____ Extract to read
Hands-on training in the newly established SARS-CoV-2 PCR lab in Katima Mulilo in the north-eastern Zambesi region of Namibia, some 1250 km by road from the central NIP laboratory in Windhoek. © ZIG 4/RKIHands-on training in the newly established SARS-CoV-2 PCR lab in Katima Mulilo in the north-eastern Zambesi region of Namibia, some 1250 km by road from the central NIP laboratory in Windhoek. © ZIG 4/RKI

Identification of SARS-CoV-2 infected individuals is crucial to initiate appropriate treatment of COVID-19 patients and to prevent the spread of infections. However, in countries like Namibia there are remote areas where the timely diagnosis of SARS-CoV-2 suspected cases is an enormous challenge due to limited diagnostic capacities on site and long delays due to sample transport over long distance to the central laboratory in Windhoek. When in the context of the GHPP funded Namibia Twinning Project TwiNit an intra-action review (IAR) was performed on the Namibian COVID-19 response in October 2020, these long turn-around times but also limited test capacities of the country were addressed. For the laboratory pillar of the response this resulted in the recommendation to strengthen diagnostic laboratory capacities for COVID-19-testing in regional laboratories, in particular at points of entry (PoE). This recommendation was implemented in several steps:

1) The Ministry of Health and Social Services (MoHSS) together with the National Institute of Pathology (NIP) identified three pilot sites for the implementation of extended molecular testing capacities for COVID-19 diagnostics, i) Katima Mulilo in the Zambesi region as PoE with many travelers to Zambia, Botsuana and Zimbabwe (and 1250 km by road to the central NIP laboratory in Windhoek) and an important transcontinental connection for commercial goods; ii) Walvis Bay in the Erongo region, Namibias major container port on the Atlantic coast with commercial importance for the whole southern region of Africa, and iii) Keetmanshoop in the Kharas region as a center for the whole south of Namibia with PoE from South Africa and Botswana.
________
____ Data
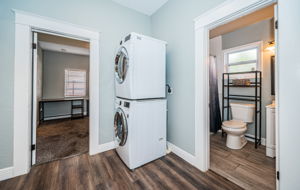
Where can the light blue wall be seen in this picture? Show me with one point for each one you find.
(174, 24)
(112, 20)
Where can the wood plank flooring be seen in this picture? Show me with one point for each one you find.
(59, 139)
(107, 171)
(248, 167)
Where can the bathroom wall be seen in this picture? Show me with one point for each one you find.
(112, 20)
(261, 31)
(54, 65)
(289, 93)
(174, 24)
(39, 85)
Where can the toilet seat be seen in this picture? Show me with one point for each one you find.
(234, 124)
(235, 130)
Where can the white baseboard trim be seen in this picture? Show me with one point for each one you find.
(182, 154)
(6, 173)
(103, 148)
(263, 140)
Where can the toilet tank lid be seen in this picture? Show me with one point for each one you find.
(234, 124)
(242, 105)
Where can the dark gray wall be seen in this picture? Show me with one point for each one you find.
(54, 65)
(262, 31)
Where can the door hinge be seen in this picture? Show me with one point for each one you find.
(33, 45)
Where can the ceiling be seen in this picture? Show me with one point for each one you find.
(260, 15)
(62, 40)
(147, 7)
(62, 44)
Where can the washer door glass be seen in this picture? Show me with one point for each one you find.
(121, 65)
(120, 125)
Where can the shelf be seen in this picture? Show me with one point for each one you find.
(242, 86)
(255, 97)
(242, 99)
(77, 106)
(78, 115)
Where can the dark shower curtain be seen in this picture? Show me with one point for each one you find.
(214, 105)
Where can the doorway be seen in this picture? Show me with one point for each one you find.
(25, 24)
(226, 12)
(60, 89)
(241, 101)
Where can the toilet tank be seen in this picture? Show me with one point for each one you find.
(242, 112)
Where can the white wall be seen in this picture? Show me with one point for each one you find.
(174, 23)
(215, 49)
(112, 20)
(289, 93)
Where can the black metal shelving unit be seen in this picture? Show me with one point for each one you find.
(256, 98)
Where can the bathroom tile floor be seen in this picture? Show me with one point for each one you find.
(248, 167)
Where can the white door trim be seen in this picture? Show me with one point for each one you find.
(225, 12)
(25, 23)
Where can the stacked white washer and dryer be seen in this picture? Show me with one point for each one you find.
(140, 106)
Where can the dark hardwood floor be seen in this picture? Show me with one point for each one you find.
(249, 168)
(106, 171)
(59, 139)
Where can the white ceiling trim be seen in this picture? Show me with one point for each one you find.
(147, 7)
(63, 48)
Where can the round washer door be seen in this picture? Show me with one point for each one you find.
(121, 65)
(121, 128)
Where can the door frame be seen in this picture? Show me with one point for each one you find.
(25, 23)
(224, 13)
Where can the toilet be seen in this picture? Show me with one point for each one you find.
(242, 114)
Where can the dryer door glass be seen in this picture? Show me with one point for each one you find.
(120, 125)
(121, 65)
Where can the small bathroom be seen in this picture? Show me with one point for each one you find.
(242, 100)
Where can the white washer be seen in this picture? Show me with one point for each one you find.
(140, 130)
(140, 68)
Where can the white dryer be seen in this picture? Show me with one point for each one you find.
(140, 68)
(140, 130)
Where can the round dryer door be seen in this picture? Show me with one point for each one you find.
(121, 128)
(121, 65)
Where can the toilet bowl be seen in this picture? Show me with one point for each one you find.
(235, 131)
(237, 127)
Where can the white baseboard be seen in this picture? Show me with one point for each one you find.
(263, 140)
(182, 154)
(103, 148)
(6, 173)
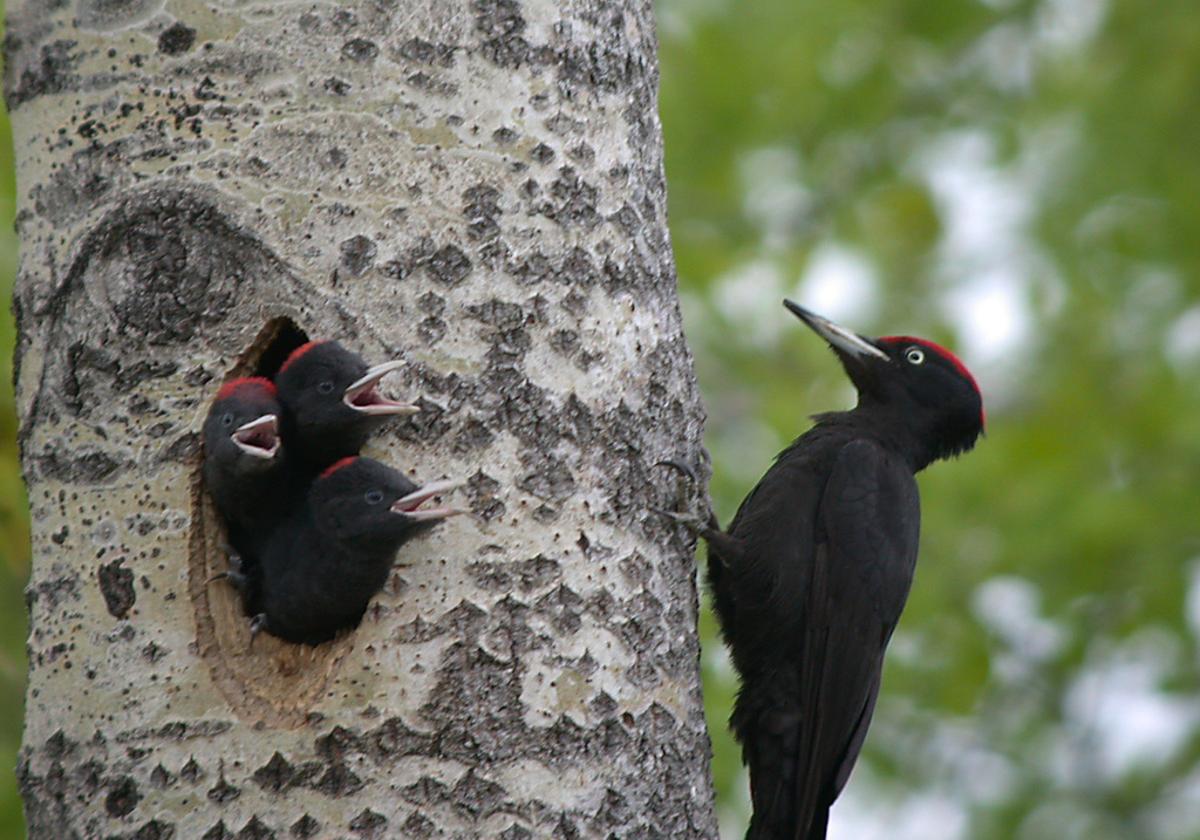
________
* [Explore the material]
**1)** Decide whether each statement agrees with the passage on COVID-19 testing in Namibia. Answer yes or no, and quote the deciding words of the passage.
(a) The intra-action review of the Namibian COVID-19 response took place in October 2020.
(b) Katima Mulilo lies in the Erongo region.
(c) Keetmanshoop has points of entry from South Africa and Botswana.
**2)** In the passage on COVID-19 testing in Namibia, take everything from "1) The Ministry" down to "Africa and Botswana." and write it out again, substituting "seaport" for "container port".
**3)** According to the passage on COVID-19 testing in Namibia, which two bodies identified the three pilot sites for extended molecular testing?
The items are not used in this work.

* [Answer set]
**1)**
(a) Yes: "an intra-action review (IAR) was performed on the Namibian COVID-19 response in October 2020"
(b) No: "Katima Mulilo in the Zambesi region"
(c) Yes: "with PoE from South Africa and Botswana"

**2)**
1) The Ministry of Health and Social Services (MoHSS) together with the National Institute of Pathology (NIP) identified three pilot sites for the implementation of extended molecular testing capacities for COVID-19 diagnostics, i) Katima Mulilo in the Zambesi region as PoE with many travelers to Zambia, Botsuana and Zimbabwe (and 1250 km by road to the central NIP laboratory in Windhoek) and an important transcontinental connection for commercial goods; ii) Walvis Bay in the Erongo region, Namibias major seaport on the Atlantic coast with commercial importance for the whole southern region of Africa, and iii) Keetmanshoop in the Kharas region as a center for the whole south of Namibia with PoE from South Africa and Botswana.

**3)** The Ministry of Health and Social Services (MoHSS) and the National Institute of Pathology (NIP).